Quote everything in the records below, from the very beginning down through the line containing "top-left (194, 152), bottom-right (329, 319)". Leave the pictures out of your answer.
::: DATA PROVIDED
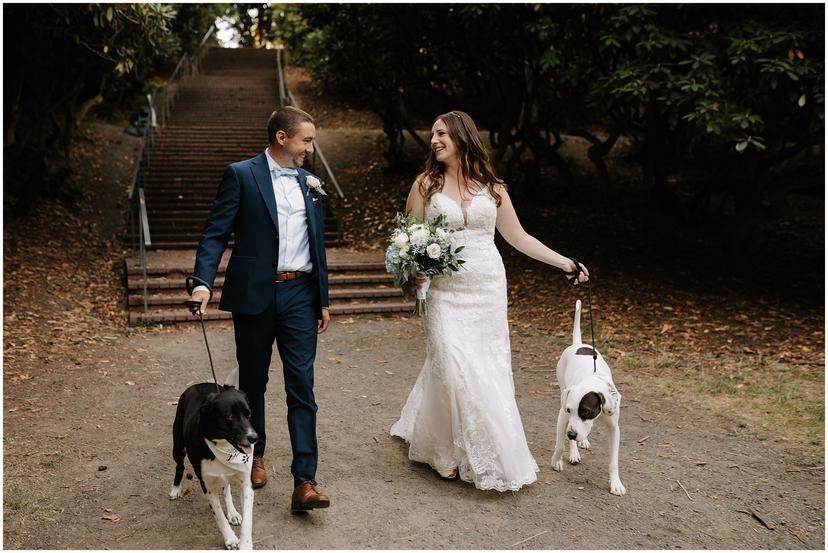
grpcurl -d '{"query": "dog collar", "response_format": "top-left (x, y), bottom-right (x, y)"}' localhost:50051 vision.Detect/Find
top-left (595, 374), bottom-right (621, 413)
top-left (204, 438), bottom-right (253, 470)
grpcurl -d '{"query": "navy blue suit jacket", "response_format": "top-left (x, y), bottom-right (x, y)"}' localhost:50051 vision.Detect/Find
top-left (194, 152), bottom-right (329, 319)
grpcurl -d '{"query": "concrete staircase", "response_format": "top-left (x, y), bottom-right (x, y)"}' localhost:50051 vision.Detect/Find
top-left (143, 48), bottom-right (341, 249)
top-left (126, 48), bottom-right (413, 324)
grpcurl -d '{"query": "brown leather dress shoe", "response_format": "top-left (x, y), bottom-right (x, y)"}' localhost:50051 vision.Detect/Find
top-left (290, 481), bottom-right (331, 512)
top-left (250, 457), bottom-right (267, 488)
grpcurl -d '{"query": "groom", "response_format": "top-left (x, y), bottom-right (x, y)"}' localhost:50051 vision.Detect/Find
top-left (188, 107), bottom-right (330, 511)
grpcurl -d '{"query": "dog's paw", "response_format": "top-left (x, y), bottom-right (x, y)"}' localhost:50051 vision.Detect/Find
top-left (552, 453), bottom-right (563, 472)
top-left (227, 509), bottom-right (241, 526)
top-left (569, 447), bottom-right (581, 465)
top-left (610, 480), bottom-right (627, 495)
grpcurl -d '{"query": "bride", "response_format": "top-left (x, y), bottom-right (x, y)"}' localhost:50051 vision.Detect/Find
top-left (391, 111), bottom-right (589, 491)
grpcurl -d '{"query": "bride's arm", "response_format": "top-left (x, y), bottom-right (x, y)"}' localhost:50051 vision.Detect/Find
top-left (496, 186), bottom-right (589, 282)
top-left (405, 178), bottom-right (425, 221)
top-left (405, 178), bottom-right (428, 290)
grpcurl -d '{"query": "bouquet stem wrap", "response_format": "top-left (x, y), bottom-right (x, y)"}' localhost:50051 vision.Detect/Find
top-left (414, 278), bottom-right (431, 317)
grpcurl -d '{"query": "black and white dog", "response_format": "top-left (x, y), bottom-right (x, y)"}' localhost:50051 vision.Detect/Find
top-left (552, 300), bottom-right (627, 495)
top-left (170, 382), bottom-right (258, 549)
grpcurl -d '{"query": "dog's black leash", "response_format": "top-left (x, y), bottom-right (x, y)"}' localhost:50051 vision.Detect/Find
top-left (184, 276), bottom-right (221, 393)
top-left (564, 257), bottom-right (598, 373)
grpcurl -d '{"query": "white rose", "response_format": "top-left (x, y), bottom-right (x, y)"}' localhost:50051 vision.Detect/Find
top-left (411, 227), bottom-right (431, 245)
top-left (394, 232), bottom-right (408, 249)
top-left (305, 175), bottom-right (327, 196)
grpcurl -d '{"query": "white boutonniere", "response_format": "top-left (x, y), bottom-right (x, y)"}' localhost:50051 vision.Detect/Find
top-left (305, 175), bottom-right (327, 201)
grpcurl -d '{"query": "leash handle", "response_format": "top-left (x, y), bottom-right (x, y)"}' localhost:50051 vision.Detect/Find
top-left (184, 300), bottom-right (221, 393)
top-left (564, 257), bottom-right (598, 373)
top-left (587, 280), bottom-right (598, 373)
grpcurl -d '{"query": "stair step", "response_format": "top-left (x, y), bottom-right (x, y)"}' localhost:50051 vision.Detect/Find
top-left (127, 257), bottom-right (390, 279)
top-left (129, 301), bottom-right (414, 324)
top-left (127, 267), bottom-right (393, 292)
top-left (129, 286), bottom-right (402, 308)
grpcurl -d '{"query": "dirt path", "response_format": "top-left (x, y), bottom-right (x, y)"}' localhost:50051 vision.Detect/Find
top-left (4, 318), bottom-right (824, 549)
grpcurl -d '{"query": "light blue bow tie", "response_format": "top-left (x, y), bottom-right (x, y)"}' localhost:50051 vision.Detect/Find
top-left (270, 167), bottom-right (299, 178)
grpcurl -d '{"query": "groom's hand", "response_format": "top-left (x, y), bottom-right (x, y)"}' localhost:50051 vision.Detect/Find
::::::
WRITTEN ANSWER ::
grpcurl -d '{"query": "dog collar", "response_format": "top-left (x, y), bottom-right (x, y)"}' localhost:50051 vision.Detect/Find
top-left (595, 374), bottom-right (621, 413)
top-left (204, 438), bottom-right (253, 470)
grpcurl -d '{"query": "navy blue suit jacket", "response_format": "top-left (x, y), bottom-right (x, y)"}' localhost:50051 vision.Detect/Find
top-left (194, 152), bottom-right (329, 319)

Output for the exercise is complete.